> [WHAT NEEDS TO BE DONE]
Scan the records and identify every line in which the string "black" occurs, then return those lines.

Stored records
▼

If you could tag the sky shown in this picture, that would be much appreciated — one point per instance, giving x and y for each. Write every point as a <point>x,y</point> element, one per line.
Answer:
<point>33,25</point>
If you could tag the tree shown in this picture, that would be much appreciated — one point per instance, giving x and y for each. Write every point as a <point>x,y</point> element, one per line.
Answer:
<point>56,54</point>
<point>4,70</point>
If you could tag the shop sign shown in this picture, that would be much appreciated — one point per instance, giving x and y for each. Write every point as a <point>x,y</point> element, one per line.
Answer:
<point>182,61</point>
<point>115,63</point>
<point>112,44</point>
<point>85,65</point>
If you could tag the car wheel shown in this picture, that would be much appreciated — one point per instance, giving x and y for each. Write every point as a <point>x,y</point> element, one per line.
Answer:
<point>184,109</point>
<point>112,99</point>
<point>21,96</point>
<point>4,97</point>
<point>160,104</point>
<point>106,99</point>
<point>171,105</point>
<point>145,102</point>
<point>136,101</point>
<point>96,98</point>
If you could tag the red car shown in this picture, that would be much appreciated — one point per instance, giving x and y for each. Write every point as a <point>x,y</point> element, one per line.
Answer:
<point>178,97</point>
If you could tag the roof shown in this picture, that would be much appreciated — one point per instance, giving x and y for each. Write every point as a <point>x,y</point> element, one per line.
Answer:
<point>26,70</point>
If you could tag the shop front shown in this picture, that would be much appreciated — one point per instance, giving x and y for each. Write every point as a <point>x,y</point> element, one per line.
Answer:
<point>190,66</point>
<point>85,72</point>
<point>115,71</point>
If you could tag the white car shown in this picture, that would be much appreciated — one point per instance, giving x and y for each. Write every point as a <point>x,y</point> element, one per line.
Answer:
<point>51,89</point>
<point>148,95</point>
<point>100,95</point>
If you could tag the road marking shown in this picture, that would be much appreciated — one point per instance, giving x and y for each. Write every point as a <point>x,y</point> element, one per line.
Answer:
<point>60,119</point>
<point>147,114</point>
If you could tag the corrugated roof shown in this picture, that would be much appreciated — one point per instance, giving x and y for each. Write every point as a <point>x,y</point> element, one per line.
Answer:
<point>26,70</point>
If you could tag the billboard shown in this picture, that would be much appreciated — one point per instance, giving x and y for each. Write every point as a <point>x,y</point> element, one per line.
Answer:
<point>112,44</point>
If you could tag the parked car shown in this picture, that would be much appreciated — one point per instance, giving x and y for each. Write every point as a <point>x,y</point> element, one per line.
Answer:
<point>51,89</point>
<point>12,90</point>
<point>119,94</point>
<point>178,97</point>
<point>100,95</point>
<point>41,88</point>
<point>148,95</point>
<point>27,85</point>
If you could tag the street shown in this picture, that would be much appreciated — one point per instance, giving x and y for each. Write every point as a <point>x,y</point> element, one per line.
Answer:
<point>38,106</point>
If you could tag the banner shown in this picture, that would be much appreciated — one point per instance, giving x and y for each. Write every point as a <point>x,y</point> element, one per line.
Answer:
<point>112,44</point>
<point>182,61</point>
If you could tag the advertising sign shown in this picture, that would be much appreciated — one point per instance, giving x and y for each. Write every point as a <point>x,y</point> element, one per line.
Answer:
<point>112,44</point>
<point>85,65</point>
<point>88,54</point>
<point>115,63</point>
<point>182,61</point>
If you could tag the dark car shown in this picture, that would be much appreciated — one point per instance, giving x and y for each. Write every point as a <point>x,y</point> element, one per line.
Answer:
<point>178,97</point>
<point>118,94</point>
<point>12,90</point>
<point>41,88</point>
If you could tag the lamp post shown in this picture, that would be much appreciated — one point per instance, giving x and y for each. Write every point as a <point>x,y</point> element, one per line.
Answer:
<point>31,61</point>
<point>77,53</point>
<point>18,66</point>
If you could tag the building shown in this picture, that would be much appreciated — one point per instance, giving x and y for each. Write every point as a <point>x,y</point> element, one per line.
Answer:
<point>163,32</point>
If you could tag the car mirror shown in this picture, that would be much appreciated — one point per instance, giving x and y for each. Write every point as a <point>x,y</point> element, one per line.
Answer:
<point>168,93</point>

▲
▼

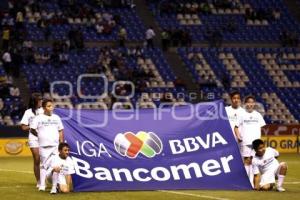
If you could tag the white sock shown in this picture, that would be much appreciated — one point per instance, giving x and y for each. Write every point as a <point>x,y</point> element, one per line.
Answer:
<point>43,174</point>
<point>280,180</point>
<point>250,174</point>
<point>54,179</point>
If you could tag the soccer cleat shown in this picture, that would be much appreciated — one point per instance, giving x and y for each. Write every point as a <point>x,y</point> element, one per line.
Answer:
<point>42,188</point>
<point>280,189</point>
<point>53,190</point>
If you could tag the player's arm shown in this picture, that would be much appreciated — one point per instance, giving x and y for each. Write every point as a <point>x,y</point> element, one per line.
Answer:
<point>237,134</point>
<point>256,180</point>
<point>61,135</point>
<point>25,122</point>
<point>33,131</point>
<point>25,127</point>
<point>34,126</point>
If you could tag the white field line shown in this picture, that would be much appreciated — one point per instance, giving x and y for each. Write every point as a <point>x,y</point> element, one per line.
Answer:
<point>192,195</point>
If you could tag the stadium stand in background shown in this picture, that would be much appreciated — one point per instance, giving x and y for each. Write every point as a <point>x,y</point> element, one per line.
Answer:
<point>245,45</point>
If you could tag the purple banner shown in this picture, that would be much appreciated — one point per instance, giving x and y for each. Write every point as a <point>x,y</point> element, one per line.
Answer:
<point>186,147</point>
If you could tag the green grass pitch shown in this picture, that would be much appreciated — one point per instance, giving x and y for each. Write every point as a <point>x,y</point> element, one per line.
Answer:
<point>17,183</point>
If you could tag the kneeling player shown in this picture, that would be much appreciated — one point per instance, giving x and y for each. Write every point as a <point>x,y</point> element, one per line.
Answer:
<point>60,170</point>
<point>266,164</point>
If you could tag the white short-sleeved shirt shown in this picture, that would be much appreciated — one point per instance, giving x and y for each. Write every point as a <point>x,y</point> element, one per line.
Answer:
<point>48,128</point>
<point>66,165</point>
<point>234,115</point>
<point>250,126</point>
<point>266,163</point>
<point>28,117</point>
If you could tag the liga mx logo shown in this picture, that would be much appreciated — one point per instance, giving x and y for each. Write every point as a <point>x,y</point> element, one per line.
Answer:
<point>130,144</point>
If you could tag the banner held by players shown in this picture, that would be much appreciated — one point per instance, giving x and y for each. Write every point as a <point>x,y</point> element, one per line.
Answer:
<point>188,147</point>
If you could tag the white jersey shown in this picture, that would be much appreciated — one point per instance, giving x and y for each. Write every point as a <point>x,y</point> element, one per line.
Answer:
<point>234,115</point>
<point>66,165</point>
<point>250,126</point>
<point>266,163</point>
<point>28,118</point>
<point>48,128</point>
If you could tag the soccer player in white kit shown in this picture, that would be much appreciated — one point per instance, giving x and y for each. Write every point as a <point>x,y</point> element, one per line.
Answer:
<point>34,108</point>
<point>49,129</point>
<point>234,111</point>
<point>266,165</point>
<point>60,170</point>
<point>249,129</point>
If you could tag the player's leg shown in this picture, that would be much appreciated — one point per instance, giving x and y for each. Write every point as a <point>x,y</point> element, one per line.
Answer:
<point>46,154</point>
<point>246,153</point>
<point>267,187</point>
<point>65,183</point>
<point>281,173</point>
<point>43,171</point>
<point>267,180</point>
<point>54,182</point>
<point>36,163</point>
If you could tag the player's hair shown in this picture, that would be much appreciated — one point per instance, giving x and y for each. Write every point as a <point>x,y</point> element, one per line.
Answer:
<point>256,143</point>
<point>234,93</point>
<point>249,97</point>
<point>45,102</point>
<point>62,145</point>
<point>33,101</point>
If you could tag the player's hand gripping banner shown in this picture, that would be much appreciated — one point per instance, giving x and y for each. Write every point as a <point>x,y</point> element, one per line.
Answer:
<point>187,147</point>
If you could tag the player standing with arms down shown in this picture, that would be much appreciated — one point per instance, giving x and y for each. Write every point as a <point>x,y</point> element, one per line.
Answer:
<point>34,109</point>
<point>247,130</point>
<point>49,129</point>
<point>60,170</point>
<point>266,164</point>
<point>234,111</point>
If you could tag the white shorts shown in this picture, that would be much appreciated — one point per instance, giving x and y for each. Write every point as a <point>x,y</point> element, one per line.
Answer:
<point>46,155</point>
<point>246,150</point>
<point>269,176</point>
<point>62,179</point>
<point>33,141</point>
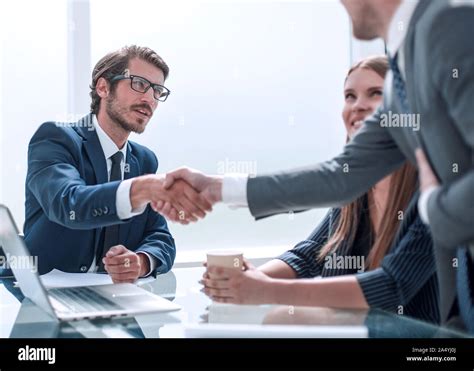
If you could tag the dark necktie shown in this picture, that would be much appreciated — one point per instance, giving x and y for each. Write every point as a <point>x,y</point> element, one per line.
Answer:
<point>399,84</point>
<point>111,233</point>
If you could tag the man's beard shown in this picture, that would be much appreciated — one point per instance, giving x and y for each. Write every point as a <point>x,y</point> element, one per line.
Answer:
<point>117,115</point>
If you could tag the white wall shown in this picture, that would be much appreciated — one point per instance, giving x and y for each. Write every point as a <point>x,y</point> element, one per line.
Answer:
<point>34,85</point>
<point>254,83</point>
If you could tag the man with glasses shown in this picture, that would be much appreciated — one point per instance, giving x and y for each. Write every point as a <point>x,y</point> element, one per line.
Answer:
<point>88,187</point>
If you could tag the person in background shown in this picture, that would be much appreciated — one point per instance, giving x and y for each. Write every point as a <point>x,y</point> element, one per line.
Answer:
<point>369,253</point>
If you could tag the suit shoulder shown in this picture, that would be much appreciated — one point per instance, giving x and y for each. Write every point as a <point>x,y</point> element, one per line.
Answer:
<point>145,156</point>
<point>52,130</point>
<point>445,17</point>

▲
▼

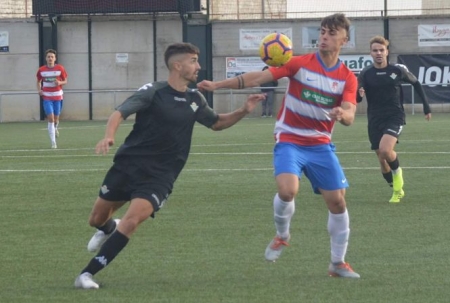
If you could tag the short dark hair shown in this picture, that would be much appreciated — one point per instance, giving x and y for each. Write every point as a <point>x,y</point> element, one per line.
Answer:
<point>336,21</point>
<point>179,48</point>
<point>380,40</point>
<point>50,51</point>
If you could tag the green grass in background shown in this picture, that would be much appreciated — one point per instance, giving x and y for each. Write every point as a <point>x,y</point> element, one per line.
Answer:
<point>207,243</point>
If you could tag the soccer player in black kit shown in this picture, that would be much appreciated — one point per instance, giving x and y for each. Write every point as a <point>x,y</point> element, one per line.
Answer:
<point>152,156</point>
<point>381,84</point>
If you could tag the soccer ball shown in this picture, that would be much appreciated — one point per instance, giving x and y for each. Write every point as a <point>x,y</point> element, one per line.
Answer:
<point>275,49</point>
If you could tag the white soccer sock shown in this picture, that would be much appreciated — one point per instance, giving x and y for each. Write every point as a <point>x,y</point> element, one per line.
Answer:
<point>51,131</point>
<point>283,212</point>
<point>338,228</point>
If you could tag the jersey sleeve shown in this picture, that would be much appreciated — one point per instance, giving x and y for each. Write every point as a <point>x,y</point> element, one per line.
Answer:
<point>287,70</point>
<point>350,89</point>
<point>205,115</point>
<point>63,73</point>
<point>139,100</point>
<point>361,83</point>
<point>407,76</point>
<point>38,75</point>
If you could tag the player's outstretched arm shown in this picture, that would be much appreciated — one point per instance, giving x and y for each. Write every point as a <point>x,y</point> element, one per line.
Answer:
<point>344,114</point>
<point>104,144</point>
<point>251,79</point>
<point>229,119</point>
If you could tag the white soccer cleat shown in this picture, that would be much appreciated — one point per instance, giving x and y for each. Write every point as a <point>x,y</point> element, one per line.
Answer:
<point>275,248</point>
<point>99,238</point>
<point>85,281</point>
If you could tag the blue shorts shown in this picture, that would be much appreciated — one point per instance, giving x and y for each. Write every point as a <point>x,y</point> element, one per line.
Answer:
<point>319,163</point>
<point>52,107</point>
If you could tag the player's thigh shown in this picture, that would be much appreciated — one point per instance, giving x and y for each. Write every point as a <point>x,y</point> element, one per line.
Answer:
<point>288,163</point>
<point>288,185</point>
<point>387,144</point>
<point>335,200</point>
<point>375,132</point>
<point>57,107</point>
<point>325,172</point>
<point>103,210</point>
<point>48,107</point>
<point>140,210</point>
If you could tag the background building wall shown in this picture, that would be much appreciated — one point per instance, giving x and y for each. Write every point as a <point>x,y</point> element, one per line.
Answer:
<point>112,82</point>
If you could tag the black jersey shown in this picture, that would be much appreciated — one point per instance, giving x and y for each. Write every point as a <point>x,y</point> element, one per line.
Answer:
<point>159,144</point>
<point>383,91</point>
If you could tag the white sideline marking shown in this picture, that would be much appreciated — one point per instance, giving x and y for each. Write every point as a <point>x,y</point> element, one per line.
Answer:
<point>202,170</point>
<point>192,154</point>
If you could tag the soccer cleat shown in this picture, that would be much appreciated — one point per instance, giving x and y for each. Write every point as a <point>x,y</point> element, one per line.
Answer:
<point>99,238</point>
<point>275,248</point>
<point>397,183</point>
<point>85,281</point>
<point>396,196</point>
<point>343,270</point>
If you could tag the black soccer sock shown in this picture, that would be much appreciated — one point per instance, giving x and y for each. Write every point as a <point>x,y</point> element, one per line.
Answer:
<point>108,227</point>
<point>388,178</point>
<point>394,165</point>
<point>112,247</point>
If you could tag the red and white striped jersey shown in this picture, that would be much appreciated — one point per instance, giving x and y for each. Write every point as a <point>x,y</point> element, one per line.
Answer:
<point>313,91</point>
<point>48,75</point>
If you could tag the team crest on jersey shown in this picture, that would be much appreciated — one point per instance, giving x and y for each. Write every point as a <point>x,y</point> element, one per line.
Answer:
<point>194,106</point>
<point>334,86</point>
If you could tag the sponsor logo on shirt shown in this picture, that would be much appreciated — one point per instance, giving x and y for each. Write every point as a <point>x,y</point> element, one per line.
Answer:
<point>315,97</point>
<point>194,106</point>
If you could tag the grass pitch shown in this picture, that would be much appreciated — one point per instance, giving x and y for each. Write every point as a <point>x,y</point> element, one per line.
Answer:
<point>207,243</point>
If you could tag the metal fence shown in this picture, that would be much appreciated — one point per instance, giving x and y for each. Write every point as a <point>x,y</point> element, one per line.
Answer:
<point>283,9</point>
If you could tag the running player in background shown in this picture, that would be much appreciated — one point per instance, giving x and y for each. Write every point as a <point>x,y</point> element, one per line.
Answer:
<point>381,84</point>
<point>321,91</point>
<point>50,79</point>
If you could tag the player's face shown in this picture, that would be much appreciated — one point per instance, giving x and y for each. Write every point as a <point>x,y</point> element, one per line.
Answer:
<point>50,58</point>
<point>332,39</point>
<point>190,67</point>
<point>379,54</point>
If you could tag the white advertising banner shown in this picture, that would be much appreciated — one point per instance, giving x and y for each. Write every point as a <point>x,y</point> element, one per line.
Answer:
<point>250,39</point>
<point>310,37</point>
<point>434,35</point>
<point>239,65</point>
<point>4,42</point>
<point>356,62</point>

▲

> [ANSWER AREA]
If you could tag the soccer player in black kit shown in this picture, that would be much appreciated — one point per instance, giving x and y for each. Write every point as a <point>x,y</point> element, one per line.
If you could tag the black jersey shown in this picture, that would be much appreciated — one point per instance, giving x and y for each. Write every point as a <point>x,y</point> element, one per line.
If you could tag the black soccer sock shown in this picture, that would be much appreciated — one point per instance, giving x and y for each. Write every point as a <point>x,y</point> element, one per line.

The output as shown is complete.